---- Material provided

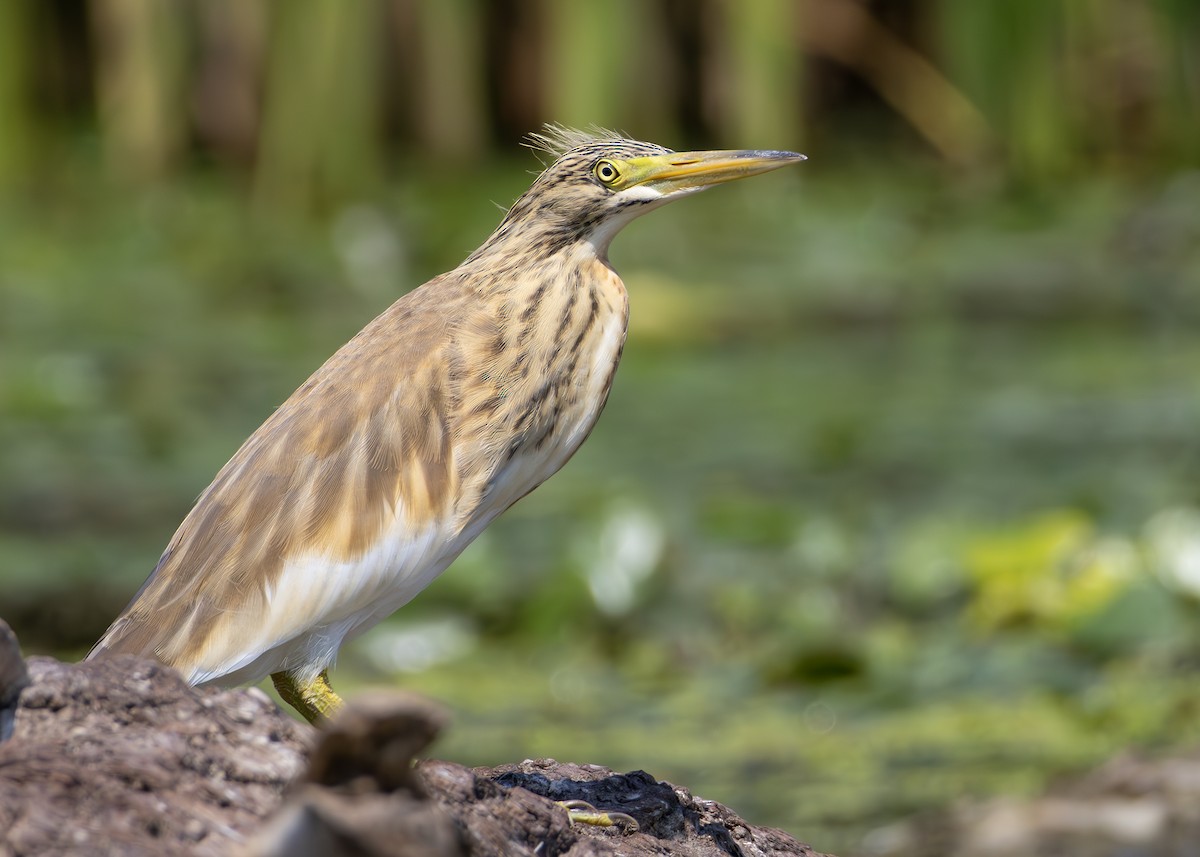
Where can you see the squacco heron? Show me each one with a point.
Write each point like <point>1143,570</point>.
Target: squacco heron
<point>457,401</point>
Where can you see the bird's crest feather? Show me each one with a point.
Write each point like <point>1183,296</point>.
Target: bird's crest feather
<point>557,139</point>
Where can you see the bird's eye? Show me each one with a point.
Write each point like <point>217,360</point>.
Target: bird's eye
<point>607,172</point>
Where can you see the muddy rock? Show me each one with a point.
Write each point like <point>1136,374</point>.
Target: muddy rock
<point>120,756</point>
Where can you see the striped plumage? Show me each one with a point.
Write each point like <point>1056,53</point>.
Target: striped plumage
<point>371,478</point>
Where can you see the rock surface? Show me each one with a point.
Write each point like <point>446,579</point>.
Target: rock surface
<point>121,757</point>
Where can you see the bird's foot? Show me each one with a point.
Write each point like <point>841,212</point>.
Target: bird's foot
<point>583,813</point>
<point>316,701</point>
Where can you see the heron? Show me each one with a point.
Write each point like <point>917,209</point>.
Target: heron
<point>454,403</point>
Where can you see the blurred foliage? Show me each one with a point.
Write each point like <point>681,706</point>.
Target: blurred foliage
<point>897,497</point>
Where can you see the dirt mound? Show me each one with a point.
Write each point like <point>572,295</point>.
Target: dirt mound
<point>121,757</point>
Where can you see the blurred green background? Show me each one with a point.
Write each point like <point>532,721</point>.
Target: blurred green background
<point>897,498</point>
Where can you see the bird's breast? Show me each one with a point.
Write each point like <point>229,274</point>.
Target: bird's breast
<point>563,343</point>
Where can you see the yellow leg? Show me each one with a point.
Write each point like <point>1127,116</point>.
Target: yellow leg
<point>583,813</point>
<point>315,700</point>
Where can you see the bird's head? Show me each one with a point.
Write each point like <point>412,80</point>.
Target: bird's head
<point>599,181</point>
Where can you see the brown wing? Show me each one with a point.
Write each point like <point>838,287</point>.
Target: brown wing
<point>367,433</point>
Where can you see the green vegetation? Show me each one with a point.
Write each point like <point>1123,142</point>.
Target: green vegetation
<point>898,493</point>
<point>894,498</point>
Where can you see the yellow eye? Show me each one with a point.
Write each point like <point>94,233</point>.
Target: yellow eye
<point>607,172</point>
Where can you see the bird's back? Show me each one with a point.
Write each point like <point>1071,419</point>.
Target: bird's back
<point>375,474</point>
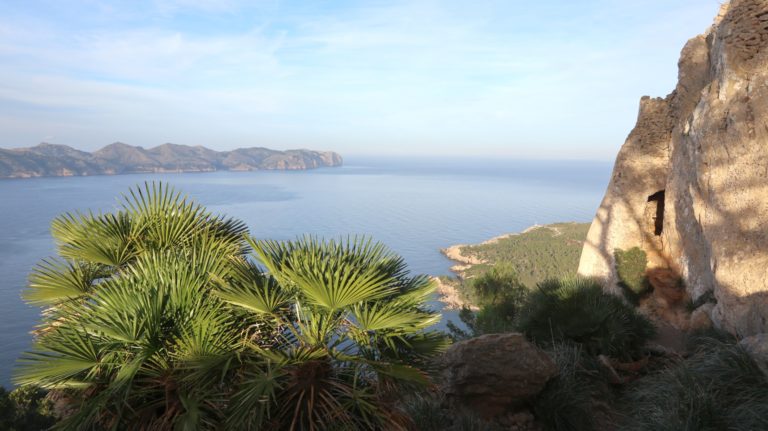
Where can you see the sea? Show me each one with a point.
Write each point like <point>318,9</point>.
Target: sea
<point>416,206</point>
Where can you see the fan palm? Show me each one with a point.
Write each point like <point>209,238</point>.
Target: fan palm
<point>161,315</point>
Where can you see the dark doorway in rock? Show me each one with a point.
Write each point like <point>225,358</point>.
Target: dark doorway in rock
<point>656,211</point>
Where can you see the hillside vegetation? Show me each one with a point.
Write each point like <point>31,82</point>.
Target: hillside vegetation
<point>535,255</point>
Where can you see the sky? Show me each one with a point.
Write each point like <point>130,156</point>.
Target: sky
<point>546,79</point>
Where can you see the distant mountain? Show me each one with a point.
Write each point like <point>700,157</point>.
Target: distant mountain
<point>48,160</point>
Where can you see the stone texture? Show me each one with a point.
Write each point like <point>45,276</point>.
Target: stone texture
<point>757,346</point>
<point>705,146</point>
<point>494,374</point>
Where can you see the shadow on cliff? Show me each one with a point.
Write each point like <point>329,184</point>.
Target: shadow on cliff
<point>740,225</point>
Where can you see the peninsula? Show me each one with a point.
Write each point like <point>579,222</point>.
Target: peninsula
<point>49,160</point>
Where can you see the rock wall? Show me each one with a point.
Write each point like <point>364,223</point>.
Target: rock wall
<point>690,184</point>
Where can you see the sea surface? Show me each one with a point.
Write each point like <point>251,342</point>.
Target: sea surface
<point>415,206</point>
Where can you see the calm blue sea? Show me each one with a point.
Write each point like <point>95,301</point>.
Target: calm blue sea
<point>415,206</point>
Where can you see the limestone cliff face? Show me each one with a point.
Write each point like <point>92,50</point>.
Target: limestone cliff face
<point>690,184</point>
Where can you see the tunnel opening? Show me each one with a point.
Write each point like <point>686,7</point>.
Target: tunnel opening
<point>655,211</point>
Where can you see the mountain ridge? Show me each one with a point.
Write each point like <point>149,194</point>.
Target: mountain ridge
<point>54,160</point>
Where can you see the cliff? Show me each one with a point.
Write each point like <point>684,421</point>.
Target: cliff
<point>690,184</point>
<point>47,160</point>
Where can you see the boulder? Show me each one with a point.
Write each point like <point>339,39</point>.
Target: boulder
<point>494,374</point>
<point>757,346</point>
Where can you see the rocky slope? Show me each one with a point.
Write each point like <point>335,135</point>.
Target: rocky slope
<point>690,184</point>
<point>60,160</point>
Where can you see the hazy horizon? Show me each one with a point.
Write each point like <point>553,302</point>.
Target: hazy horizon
<point>553,80</point>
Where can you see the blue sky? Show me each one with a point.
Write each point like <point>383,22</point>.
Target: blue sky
<point>526,79</point>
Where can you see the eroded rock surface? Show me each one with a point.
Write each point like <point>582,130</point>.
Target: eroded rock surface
<point>690,184</point>
<point>494,374</point>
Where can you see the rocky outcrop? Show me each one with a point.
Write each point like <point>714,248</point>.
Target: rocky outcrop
<point>690,184</point>
<point>494,374</point>
<point>757,346</point>
<point>46,160</point>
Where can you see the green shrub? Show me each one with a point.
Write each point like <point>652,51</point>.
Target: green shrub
<point>566,403</point>
<point>630,269</point>
<point>718,388</point>
<point>25,409</point>
<point>578,311</point>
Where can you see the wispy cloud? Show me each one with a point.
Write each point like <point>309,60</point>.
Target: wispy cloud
<point>504,77</point>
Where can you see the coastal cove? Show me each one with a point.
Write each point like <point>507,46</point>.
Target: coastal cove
<point>415,206</point>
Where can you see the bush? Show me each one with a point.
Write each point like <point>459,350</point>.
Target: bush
<point>566,403</point>
<point>630,269</point>
<point>718,388</point>
<point>25,409</point>
<point>578,311</point>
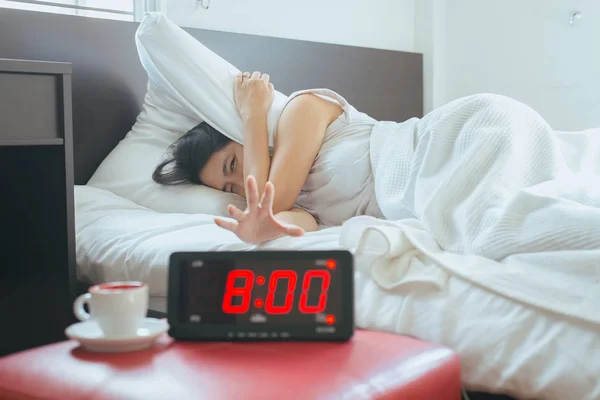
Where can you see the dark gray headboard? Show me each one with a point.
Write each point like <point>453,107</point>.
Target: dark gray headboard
<point>109,82</point>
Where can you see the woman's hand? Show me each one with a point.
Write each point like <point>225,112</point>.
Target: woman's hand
<point>253,95</point>
<point>257,224</point>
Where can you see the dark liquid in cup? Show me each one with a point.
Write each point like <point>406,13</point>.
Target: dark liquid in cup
<point>116,286</point>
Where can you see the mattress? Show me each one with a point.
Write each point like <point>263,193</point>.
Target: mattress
<point>505,347</point>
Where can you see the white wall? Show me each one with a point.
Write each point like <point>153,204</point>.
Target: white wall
<point>384,24</point>
<point>523,49</point>
<point>520,48</point>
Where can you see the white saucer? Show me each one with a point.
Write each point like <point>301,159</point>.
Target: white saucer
<point>90,336</point>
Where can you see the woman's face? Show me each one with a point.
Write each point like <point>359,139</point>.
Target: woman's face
<point>224,170</point>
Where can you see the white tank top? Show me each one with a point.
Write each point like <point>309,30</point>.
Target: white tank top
<point>340,183</point>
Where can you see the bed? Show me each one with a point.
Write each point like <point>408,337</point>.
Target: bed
<point>505,347</point>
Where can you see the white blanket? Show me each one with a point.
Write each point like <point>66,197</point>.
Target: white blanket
<point>486,176</point>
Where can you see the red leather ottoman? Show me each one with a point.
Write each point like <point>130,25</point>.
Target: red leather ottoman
<point>372,365</point>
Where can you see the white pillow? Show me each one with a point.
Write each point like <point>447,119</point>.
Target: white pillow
<point>187,84</point>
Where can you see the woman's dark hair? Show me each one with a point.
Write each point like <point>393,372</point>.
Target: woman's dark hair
<point>188,155</point>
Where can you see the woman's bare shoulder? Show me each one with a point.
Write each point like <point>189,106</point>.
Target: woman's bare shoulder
<point>311,105</point>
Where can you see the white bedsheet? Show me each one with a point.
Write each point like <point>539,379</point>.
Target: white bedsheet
<point>504,346</point>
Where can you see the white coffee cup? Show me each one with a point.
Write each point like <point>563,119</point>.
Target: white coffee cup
<point>119,308</point>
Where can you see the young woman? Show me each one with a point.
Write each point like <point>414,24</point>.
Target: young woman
<point>484,174</point>
<point>321,157</point>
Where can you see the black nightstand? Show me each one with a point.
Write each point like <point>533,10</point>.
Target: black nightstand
<point>37,238</point>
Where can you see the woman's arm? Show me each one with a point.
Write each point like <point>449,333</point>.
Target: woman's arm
<point>254,97</point>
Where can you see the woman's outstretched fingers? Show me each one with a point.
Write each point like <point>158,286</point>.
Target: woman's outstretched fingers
<point>229,225</point>
<point>252,193</point>
<point>267,200</point>
<point>236,212</point>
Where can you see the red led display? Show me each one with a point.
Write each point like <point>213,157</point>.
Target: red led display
<point>308,277</point>
<point>240,284</point>
<point>291,278</point>
<point>232,291</point>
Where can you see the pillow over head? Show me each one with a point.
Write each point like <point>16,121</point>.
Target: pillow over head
<point>187,84</point>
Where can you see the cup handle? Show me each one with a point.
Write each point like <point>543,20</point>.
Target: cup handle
<point>78,309</point>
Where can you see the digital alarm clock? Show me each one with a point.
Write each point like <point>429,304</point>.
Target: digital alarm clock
<point>261,295</point>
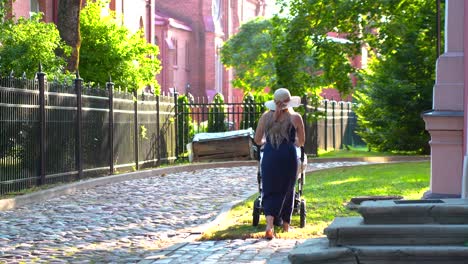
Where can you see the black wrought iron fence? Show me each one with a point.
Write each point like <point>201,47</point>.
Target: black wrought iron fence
<point>329,125</point>
<point>55,132</point>
<point>58,132</point>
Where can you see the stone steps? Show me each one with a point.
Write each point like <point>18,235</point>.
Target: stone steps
<point>352,231</point>
<point>317,251</point>
<point>393,232</point>
<point>443,211</point>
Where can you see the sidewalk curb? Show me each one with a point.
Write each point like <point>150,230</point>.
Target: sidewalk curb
<point>43,195</point>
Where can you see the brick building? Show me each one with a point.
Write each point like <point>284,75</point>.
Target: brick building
<point>189,34</point>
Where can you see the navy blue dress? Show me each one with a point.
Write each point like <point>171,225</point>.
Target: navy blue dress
<point>279,172</point>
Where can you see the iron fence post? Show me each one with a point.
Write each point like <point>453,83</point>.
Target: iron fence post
<point>341,125</point>
<point>42,126</point>
<point>79,125</point>
<point>158,128</point>
<point>135,111</point>
<point>333,125</point>
<point>110,89</point>
<point>326,124</point>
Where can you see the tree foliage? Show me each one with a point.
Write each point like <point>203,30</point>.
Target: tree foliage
<point>250,53</point>
<point>109,49</point>
<point>27,42</point>
<point>398,84</point>
<point>68,25</point>
<point>217,115</point>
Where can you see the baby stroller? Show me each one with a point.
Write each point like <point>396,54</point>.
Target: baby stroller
<point>299,202</point>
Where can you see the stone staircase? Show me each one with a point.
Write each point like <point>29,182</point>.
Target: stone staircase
<point>397,232</point>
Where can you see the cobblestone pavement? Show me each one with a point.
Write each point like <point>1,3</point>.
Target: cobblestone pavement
<point>140,221</point>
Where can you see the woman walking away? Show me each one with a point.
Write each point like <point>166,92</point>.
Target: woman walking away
<point>280,130</point>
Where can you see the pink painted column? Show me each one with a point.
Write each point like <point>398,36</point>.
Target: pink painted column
<point>465,103</point>
<point>445,122</point>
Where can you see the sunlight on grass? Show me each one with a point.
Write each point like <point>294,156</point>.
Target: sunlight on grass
<point>326,193</point>
<point>355,152</point>
<point>344,181</point>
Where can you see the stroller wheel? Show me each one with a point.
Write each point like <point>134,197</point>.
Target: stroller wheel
<point>256,212</point>
<point>302,213</point>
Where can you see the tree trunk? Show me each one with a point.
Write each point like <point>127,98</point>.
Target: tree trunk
<point>68,25</point>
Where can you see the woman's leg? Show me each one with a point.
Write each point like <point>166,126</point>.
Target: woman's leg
<point>269,228</point>
<point>287,209</point>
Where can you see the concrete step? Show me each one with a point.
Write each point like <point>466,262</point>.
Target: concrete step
<point>315,251</point>
<point>345,231</point>
<point>443,211</point>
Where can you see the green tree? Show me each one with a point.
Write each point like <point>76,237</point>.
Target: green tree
<point>398,84</point>
<point>108,48</point>
<point>4,8</point>
<point>27,42</point>
<point>217,115</point>
<point>250,53</point>
<point>68,24</point>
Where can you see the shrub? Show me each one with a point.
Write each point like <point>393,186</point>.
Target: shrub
<point>185,129</point>
<point>216,115</point>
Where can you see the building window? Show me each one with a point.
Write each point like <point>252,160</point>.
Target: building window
<point>34,7</point>
<point>174,42</point>
<point>187,56</point>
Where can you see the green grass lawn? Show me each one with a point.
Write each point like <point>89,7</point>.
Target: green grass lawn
<point>354,152</point>
<point>326,193</point>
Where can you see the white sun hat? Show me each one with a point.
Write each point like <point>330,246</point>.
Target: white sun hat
<point>283,95</point>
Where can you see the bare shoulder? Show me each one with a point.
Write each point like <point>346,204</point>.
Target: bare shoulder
<point>296,117</point>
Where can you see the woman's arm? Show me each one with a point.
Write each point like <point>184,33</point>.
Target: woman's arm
<point>260,131</point>
<point>300,131</point>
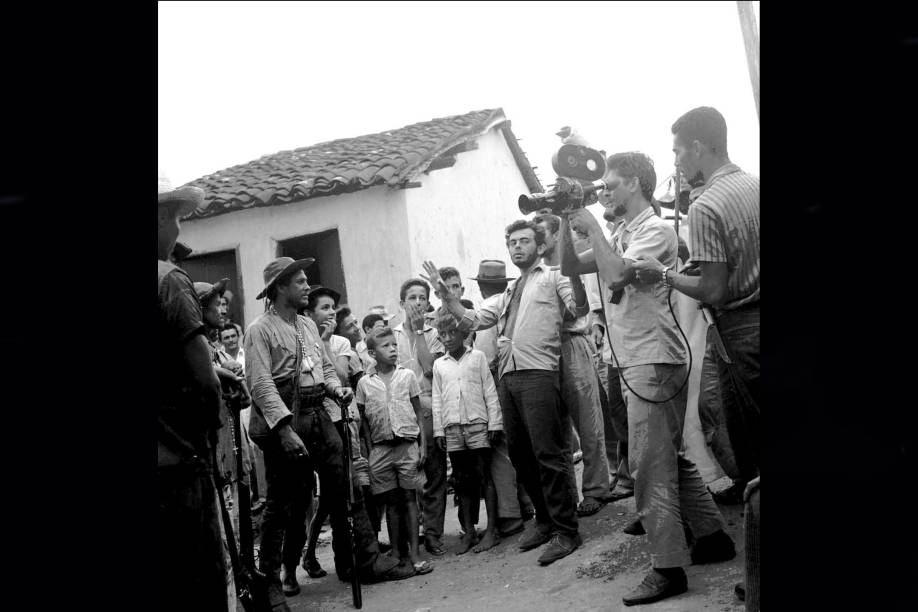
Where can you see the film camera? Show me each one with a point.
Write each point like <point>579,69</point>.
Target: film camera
<point>579,171</point>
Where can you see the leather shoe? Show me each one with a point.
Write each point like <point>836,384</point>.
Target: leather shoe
<point>559,547</point>
<point>635,527</point>
<point>534,538</point>
<point>713,548</point>
<point>289,583</point>
<point>619,492</point>
<point>656,586</point>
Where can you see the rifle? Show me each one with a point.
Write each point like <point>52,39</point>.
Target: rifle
<point>350,502</point>
<point>251,583</point>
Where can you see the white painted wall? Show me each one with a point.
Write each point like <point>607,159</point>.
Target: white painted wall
<point>457,218</point>
<point>371,228</point>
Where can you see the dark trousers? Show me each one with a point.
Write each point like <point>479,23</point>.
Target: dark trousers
<point>740,332</point>
<point>289,488</point>
<point>433,495</point>
<point>538,432</point>
<point>192,573</point>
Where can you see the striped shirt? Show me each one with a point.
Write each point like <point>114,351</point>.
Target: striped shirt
<point>724,226</point>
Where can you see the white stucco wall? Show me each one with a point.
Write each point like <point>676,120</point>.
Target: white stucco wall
<point>457,218</point>
<point>371,229</point>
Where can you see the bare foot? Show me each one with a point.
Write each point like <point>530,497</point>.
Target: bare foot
<point>490,540</point>
<point>466,542</point>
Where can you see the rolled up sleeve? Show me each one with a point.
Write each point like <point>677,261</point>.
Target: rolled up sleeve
<point>258,377</point>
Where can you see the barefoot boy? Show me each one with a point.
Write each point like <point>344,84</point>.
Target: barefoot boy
<point>387,398</point>
<point>467,420</point>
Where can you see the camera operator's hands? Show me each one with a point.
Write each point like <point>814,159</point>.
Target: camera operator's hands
<point>344,394</point>
<point>433,277</point>
<point>647,269</point>
<point>582,221</point>
<point>291,443</point>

--------

- _Goal of the exercise_: Set down, word for word, every line from the line that holds "Where can you see the striped shirt?" to the end of the entries above, including both ends.

- _The response_:
Where can you see the striped shirt? Show me each one with a point.
Write each point like <point>114,351</point>.
Target: striped shirt
<point>724,226</point>
Where can you see the white stucco wall? Show me each one with a point.
Write each point like <point>676,120</point>.
Target: white stucco wall
<point>457,218</point>
<point>371,229</point>
Where can you see the bare foot? Show me each one with a point.
Write each point like <point>530,497</point>.
Target: bare foot
<point>490,540</point>
<point>466,542</point>
Where can you see the rolled up sleeve? Show me each one with a point.
Write each point like <point>677,261</point>.
Target: rolled up sleeve
<point>258,377</point>
Where can you see the barefoot boy? Show me each one with a point.
Write each point like <point>344,84</point>.
Target: barefoot boy
<point>387,398</point>
<point>467,420</point>
Where can you see the camera operator's hands? Show me each one with a point.
Write each point like <point>814,159</point>.
Target: camera operator's hands
<point>344,394</point>
<point>433,277</point>
<point>647,269</point>
<point>582,221</point>
<point>291,443</point>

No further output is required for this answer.